__Passage provided__.
■ ■ ■ ■ ■

You Can Make Probate Easier for Your Executors and Heirs

“Death is emotionally hard. Planning for a smooth probate process can help your loved ones as they grieve and heal.”

Probate seems daunting. The emotions, family dynamics and financial issues surrounding a death are hard enough to handle without the added complexity of administering the estate.

“Death is hard enough, make it easier on those who you leave behind.” – Stephen Lehnardt

”Probate” refers to the formal legal process of collecting a deceased person’s assets, paying their final expenses and creditors, and then distributing their remaining assets either according to a will or the probate code if there is no will. The process varies by state but usually includes the following basic steps:

  • The executor or personal representative named in the will files the will and petitions the probate court to open a testamentary administration. If no will exists then an interested person files a petition for intestate administration.
  • The court opens the administration by ordering the appointment of the executor and granting them authority to administer the estate.
  • The executor gathers the deceased person’s assets, notifies creditors and pays debts and claims.

■ ■ ■ ■ ■

__Given data__.
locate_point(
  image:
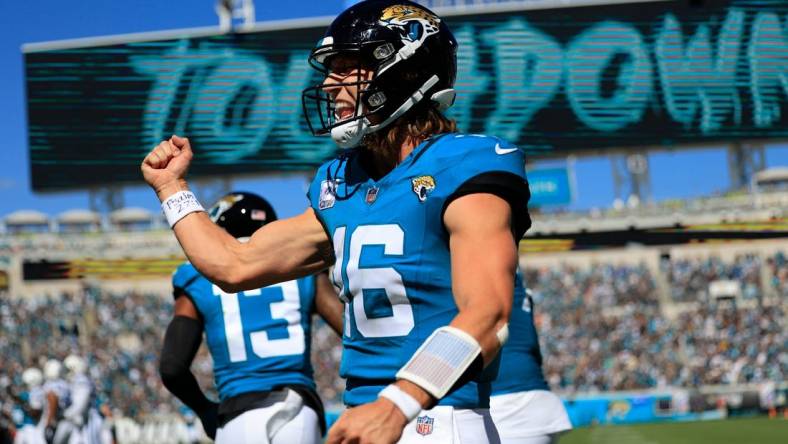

■ ■ ■ ■ ■

__Goals__.
[a] Answer these questions from the probate text, one per line:
(i) Who files a petition for intestate administration when no will exists?
(ii) What does the court grant the executor when it opens the administration?
(iii) Who is credited with the quotation "Death is hard enough, make it easier on those who you leave behind."?
[b] Revise the probate text between "Probate seems daunting." and "for intestate administration.", inclusive, putting "overwhelming" in place of "daunting".
[c] Resume the probate text after its last sentence.
The material plays no part here.

__Solved tasks__.
[a]
(i) An interested person.
(ii) Authority to administer the estate.
(iii) Stephen Lehnardt.

[b]
Probate seems overwhelming. The emotions, family dynamics and financial issues surrounding a death are hard enough to handle without the added complexity of administering the estate.

“Death is hard enough, make it easier on those who you leave behind.” – Stephen Lehnardt

”Probate” refers to the formal legal process of collecting a deceased person’s assets, paying their final expenses and creditors, and then distributing their remaining assets either according to a will or the probate code if there is no will. The process varies by state but usually includes the following basic steps:

  • The executor or personal representative named in the will files the will and petitions the probate court to open a testamentary administration. If no will exists then an interested person files a petition for intestate administration.

[c]
  • The executor then distributes remaining assets to the beneficiaries.

Under the applicable probate code, probate administration generally takes eight months to one year or more to complete.  If the estate assets are complex, or if conflict arises, the process can take even longer.

If you want probate to be as smooth and simple as possible for your heirs, here are a few tips:

For Your Executor:

Your executor has a fiduciary duty to manage and distribute estate assets according to the instructions of your will and probate law. The executor:

  • Locates the original will, gathers documents and files these with the probate court.
  • Compiles a comprehensive inventory and values assets.
  • Settles outstanding debts and tax obligations from the estate.
  • Distributes assets to beneficiaries according to the terms of the will and law.

Help your executor by choosing wisely.

Choose someone you not only trust, but who will be capable of handling the complex responsibility of being an executor. Ideally, your executor should be organized, detail-oriented, a good communicator, and willing and able to take on the necessary amount of work.

Set your executor up for success.

Here are a few things you can do to make your executor’s job easier:

  • Keep your will up to date. Revisit your will periodically to make sure that it aligns with your changing wishes and circumstances. For example, significant life events like marriage, children, or getting divorced may be times to re-evaluate and update your will.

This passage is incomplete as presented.